Instruction: Pick out and copy every line below that contains the string "lamp". Case counts.

Task material:
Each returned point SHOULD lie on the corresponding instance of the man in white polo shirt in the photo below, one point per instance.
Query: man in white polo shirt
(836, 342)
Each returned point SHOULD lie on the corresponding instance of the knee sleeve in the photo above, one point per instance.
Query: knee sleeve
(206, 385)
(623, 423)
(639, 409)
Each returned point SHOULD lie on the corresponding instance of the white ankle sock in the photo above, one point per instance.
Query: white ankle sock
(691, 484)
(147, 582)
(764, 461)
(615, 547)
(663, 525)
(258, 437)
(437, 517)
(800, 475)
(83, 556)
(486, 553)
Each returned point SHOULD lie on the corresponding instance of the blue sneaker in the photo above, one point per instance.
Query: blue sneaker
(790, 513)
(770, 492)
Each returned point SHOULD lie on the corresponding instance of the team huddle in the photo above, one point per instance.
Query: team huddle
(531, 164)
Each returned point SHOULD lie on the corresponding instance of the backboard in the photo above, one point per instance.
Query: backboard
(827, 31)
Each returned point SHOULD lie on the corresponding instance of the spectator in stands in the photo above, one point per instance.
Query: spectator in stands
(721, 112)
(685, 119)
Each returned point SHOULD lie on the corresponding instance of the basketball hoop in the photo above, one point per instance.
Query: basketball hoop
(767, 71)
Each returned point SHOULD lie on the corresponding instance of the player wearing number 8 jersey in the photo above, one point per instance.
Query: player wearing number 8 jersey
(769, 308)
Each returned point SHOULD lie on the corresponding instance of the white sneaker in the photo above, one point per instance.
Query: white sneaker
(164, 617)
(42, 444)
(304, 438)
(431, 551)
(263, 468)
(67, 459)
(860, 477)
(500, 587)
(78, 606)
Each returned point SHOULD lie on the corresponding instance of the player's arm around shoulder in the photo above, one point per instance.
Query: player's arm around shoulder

--

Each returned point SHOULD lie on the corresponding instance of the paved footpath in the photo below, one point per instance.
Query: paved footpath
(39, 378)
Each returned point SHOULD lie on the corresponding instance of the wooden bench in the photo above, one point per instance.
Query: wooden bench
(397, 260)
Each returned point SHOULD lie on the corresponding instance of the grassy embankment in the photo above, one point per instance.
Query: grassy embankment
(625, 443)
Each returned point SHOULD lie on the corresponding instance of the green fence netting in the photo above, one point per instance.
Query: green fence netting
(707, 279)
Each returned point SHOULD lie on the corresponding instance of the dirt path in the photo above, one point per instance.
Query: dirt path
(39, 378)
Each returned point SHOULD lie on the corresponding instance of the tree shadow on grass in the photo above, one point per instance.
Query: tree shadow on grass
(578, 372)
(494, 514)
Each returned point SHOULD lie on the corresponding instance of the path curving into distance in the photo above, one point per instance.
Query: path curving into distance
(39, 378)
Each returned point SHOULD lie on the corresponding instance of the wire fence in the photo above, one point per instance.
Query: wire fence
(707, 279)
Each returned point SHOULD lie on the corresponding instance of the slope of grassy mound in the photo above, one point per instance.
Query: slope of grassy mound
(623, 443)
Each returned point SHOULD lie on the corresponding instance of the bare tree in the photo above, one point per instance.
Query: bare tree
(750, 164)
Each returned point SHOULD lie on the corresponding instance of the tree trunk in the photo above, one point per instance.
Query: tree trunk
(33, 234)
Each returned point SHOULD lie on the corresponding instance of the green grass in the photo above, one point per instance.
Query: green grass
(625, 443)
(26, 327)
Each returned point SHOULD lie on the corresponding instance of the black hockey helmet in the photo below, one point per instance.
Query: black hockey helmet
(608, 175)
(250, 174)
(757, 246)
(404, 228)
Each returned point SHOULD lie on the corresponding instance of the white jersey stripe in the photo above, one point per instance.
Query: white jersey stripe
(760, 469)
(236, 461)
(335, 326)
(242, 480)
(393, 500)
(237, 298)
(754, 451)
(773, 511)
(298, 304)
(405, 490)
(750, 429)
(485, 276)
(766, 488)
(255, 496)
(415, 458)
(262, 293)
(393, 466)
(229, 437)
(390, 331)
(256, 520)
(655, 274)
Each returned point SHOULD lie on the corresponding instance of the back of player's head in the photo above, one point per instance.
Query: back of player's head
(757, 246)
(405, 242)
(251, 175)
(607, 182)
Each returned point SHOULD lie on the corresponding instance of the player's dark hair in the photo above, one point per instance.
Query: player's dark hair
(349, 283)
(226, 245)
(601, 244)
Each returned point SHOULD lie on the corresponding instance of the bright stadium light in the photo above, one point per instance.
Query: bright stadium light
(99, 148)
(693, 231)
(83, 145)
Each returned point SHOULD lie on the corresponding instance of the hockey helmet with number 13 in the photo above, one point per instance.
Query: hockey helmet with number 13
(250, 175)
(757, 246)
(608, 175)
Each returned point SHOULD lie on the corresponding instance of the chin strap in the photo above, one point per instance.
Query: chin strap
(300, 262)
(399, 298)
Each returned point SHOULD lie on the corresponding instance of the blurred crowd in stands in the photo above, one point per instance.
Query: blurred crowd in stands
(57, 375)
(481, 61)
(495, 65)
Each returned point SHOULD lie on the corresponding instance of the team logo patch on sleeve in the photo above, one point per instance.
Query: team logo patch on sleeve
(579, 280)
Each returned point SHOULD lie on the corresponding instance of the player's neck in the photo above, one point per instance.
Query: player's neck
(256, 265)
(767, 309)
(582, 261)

* * *

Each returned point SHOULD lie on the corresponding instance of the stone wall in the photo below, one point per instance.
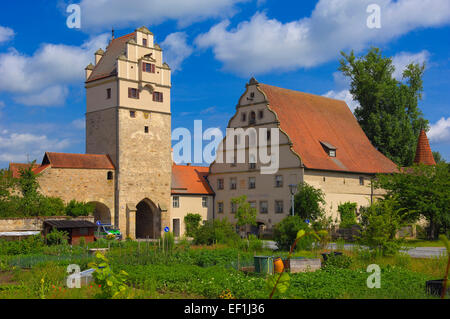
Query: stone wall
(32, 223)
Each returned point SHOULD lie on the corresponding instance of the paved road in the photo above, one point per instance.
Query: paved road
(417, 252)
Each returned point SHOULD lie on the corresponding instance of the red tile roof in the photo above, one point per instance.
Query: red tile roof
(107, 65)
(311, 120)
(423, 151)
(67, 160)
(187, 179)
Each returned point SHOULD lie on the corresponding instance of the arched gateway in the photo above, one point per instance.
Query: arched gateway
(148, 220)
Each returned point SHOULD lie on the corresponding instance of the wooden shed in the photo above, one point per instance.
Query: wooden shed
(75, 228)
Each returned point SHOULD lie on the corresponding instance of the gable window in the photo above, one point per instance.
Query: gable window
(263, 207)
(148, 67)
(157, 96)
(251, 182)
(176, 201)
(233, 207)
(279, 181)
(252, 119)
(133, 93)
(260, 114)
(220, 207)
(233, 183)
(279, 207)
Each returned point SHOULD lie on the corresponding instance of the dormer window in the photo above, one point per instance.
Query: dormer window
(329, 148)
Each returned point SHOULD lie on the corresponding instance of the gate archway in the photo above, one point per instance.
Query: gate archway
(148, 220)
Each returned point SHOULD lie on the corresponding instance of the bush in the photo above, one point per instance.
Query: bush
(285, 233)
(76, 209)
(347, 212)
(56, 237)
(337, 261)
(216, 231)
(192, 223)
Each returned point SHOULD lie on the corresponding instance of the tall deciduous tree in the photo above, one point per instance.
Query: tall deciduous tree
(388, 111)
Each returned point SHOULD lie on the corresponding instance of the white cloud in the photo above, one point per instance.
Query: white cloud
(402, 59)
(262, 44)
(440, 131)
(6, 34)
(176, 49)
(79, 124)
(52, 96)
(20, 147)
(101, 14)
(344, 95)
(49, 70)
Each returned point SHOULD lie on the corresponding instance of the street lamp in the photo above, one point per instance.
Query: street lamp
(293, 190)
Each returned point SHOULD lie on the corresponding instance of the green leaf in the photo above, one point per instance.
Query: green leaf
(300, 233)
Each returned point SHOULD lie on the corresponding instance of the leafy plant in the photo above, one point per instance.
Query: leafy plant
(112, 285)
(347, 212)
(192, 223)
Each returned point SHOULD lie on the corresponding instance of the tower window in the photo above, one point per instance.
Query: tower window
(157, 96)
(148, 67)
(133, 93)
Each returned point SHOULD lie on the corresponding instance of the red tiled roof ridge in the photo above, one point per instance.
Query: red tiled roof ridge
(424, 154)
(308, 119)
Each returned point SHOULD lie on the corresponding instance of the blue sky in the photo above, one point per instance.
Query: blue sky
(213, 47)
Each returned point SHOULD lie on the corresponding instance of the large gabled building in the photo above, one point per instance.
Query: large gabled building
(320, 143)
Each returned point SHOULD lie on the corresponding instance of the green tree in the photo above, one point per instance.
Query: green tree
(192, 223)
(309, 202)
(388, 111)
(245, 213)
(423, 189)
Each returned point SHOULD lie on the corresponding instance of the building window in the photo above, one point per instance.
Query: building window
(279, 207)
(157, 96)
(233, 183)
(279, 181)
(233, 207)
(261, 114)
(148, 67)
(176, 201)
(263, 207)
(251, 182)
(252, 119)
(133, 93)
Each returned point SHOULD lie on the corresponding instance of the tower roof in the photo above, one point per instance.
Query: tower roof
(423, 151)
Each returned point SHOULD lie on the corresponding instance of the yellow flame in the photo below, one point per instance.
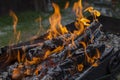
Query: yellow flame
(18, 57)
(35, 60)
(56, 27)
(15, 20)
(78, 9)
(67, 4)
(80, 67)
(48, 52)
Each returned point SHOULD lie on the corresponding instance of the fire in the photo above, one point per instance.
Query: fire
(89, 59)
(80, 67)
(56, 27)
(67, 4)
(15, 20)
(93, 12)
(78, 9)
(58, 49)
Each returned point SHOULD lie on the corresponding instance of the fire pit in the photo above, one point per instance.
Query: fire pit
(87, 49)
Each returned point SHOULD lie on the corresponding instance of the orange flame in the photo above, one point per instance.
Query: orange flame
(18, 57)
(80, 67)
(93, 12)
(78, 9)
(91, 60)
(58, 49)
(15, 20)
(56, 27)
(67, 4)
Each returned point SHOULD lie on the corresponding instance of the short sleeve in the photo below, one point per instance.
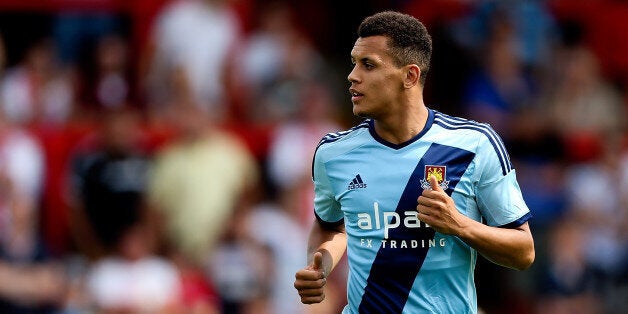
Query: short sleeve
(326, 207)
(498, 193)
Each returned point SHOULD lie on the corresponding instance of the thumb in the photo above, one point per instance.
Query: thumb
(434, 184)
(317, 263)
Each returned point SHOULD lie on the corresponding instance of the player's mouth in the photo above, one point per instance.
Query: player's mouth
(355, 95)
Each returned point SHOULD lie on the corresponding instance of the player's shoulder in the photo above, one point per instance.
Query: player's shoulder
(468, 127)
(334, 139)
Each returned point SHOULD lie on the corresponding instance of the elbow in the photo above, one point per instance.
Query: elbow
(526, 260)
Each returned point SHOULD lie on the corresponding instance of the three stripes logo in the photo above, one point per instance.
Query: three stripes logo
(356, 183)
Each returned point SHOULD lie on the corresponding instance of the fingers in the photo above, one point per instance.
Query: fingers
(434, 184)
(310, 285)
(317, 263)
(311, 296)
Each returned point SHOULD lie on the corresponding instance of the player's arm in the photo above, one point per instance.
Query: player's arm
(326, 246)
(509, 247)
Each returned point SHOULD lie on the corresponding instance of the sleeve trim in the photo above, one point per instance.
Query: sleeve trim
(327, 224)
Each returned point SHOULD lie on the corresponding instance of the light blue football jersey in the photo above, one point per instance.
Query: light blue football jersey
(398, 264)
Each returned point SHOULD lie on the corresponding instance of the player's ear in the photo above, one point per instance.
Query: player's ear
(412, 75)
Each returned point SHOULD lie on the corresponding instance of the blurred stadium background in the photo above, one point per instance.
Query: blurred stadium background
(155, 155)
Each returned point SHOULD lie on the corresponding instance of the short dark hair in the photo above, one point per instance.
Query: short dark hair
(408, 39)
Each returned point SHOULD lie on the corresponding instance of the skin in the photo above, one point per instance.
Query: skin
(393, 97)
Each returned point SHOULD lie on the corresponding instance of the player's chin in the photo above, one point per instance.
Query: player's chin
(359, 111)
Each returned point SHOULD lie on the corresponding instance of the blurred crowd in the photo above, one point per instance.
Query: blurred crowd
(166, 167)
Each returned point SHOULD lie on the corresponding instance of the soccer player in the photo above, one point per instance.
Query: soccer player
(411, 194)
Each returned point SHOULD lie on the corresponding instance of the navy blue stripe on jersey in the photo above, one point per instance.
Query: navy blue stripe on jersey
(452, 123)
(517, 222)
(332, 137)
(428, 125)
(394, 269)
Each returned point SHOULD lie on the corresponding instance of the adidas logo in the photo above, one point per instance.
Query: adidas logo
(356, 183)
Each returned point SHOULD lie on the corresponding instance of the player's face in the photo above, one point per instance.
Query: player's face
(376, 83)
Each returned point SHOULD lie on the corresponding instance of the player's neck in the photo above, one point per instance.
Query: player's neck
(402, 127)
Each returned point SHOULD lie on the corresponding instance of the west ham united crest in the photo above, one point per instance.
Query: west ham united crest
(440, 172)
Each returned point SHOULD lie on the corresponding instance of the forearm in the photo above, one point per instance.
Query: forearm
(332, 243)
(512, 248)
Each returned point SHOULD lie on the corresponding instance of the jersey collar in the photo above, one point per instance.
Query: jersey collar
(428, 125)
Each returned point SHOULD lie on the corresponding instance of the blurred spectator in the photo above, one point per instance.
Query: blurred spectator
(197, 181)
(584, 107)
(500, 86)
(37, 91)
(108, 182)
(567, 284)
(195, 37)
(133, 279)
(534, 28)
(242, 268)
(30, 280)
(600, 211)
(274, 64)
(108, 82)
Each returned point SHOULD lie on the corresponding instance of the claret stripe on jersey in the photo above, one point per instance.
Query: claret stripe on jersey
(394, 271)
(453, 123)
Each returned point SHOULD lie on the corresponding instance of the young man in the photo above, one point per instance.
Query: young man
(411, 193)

Expected output:
Each returned point SHOULD lie on the corresponding instance of the street lamp in the photo above, one point per instance.
Query: street lamp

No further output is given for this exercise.